Sep 14, 2011

Big-Boned and Beautiful

My fetus thinks she’s fat. That’s right. Body image issues in utero. As the mom, I can take all the looks, comments, and flabbergasted exclamations when the mailman or the grocery clerk hear that I STILL have two more months. Your retorts ring in my ears at bedtime, “You’re Huge.” “YOU ARE about to POP!” “Gee, I’d hate to see you at 9 months” and my new favorite that seems to be paired with a hearty open-mouthed cackle, “You’re sure there aren’t two in there, darlin’?” Yes. Pretty sure. Now shut your trap, meth addict. Your teeth look like you have been gargling with coffee. I can take it all, but my baby. My sweet little 3 lb. baby. Thanks a lot. Now she has issues. She can hear, you know. That’s why Brad has been serenading Big Brown Eyes on the guitar at night and why I enthusiastically read aloud from that awful book, Goodnight Moon, in the nursery rocking chair with inflection in my voice.

She is taking it all in. Every suggestive comment about the importance of exercise and how I really only need to be ingesting a maximum of 300 extra daily calories. 300? You don’t say? And here I thought flabbing it out on my couch, eating sticks of Land-o-Lake’s like summer popsicles was what the doctor ordered. I will have you know that the OB says I am perfectly in range. No gestational diabetes, no swelling. My kid is just big-boned. Now leave me alone.

I find myself rubbing my belly in front of Dove Commercials while telling the Seed she is beautiful just the size she is. I still think years of therapy may be ahead of us. My sister is having the opposite problem. She has been suffering the skinny girl ridicule. Strangers on the street coming up to her, probing if she is eating enough. “You know you really shouldn’t diet when you are pregnant – your body needs at LEAST another 300 calories.” I told her to flick ‘em off and say she is doing just fine with her celery sticks and diet coke, but thanks for the unsolicited advice.”

So, here is the script. Pay attention and repeat after me. “Congratulations! You look absolutely wonderful. In fact, you are glowing.” And that’s about all that you need to say. Even if you have to lie. Just stick to the script and everyone will be fine. The only person that is actually exempt from this rule and allowed speak her mind is the maternal great-grandmother. She gets full reign. Or at least in my experience, it is impossible to put a muzzle on her. Baba has gone around introducing my sister and me throughout our mutual pregnancies this summer, beaming with pride. This is her standard opening: “Yes, Amy is having a boy in September and Emily, well, we think she is having a girl. You know how they say that girls steal their mother’s beauty.” Wink wink. Fantastic. But, hey, as I said, I can take it. As long as I have my stick of butter to pacify me.

**To do**
1. In the blog post about pregnancy comments, what book does the writer read aloud in the nursery rocking chair?
2. Print the part of the pregnancy blog post from "So, here is" up to and including "to pacify me.".

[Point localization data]
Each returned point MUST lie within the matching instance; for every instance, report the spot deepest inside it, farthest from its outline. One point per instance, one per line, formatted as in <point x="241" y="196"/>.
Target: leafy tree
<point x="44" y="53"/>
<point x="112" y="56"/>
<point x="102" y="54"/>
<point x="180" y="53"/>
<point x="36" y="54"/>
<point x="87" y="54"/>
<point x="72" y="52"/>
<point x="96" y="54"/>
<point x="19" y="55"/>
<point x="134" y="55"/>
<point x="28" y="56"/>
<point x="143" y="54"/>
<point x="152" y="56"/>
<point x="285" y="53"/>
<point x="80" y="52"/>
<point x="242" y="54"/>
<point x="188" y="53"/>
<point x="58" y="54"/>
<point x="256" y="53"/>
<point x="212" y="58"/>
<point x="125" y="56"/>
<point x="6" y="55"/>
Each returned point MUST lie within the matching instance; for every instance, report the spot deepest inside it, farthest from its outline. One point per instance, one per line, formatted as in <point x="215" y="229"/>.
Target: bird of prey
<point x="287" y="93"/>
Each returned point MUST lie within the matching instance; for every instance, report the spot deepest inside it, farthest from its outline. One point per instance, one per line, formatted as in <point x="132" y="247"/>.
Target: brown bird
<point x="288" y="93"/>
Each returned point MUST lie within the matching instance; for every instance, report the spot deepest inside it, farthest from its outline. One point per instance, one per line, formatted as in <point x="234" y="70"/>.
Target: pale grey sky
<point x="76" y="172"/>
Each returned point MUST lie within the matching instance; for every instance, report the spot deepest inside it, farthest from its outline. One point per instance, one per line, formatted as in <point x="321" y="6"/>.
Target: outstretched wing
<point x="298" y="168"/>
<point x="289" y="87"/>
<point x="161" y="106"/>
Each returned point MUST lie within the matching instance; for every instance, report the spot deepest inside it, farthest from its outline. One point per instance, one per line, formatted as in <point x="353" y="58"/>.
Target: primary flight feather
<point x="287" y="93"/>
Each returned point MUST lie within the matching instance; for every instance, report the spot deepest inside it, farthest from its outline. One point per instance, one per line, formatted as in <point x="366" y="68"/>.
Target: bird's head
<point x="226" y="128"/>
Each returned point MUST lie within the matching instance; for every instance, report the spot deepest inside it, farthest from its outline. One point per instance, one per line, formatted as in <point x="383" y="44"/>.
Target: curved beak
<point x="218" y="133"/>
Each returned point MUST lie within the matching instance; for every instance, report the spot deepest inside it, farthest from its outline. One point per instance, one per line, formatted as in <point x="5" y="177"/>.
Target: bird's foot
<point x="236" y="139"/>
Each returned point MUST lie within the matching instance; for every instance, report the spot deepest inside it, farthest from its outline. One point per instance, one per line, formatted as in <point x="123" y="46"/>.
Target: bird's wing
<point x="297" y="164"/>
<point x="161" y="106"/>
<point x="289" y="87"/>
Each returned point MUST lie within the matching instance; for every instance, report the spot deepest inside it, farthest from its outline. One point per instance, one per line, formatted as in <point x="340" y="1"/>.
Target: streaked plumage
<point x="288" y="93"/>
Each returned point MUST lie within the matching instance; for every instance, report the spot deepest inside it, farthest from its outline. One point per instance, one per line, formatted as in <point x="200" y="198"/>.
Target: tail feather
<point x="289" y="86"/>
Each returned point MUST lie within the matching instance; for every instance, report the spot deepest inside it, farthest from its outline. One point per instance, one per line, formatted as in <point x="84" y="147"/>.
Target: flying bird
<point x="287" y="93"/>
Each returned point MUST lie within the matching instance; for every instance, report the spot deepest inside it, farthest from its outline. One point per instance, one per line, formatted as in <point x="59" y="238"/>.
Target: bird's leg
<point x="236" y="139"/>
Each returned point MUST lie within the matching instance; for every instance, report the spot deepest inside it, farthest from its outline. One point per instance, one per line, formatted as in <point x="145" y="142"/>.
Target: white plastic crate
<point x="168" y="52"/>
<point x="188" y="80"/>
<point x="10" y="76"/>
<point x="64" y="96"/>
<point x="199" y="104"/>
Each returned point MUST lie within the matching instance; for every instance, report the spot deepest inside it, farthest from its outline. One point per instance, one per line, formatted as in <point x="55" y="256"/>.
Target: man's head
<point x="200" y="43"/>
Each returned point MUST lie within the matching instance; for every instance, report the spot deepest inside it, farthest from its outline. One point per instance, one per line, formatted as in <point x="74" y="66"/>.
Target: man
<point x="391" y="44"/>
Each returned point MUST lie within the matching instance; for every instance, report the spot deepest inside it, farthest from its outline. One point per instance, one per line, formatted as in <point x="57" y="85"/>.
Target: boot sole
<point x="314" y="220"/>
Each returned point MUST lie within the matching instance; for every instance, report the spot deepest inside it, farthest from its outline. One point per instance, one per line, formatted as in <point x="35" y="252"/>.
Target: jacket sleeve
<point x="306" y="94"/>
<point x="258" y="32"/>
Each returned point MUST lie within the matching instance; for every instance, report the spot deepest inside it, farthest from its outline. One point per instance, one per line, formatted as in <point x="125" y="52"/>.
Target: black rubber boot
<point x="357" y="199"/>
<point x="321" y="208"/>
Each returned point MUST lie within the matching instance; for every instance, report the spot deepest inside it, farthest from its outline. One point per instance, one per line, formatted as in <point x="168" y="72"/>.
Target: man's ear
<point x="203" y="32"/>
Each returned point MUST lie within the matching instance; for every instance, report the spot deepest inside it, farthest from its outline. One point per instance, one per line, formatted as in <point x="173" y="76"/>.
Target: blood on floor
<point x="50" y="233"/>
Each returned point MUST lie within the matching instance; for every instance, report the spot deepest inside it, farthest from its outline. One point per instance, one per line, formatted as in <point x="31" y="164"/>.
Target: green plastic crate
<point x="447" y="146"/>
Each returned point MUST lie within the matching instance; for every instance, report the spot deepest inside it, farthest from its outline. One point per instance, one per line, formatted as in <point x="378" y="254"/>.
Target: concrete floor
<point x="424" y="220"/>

**Numbered answers**
1. Goodnight Moon

2.
So, here is the script. Pay attention and repeat after me. “Congratulations! You look absolutely wonderful. In fact, you are glowing.” And that’s about all that you need to say. Even if you have to lie. Just stick to the script and everyone will be fine. The only person that is actually exempt from this rule and allowed speak her mind is the maternal great-grandmother. She gets full reign. Or at least in my experience, it is impossible to put a muzzle on her. Baba has gone around introducing my sister and me throughout our mutual pregnancies this summer, beaming with pride. This is her standard opening: “Yes, Amy is having a boy in September and Emily, well, we think she is having a girl. You know how they say that girls steal their mother’s beauty.” Wink wink. Fantastic. But, hey, as I said, I can take it. As long as I have my stick of butter to pacify me.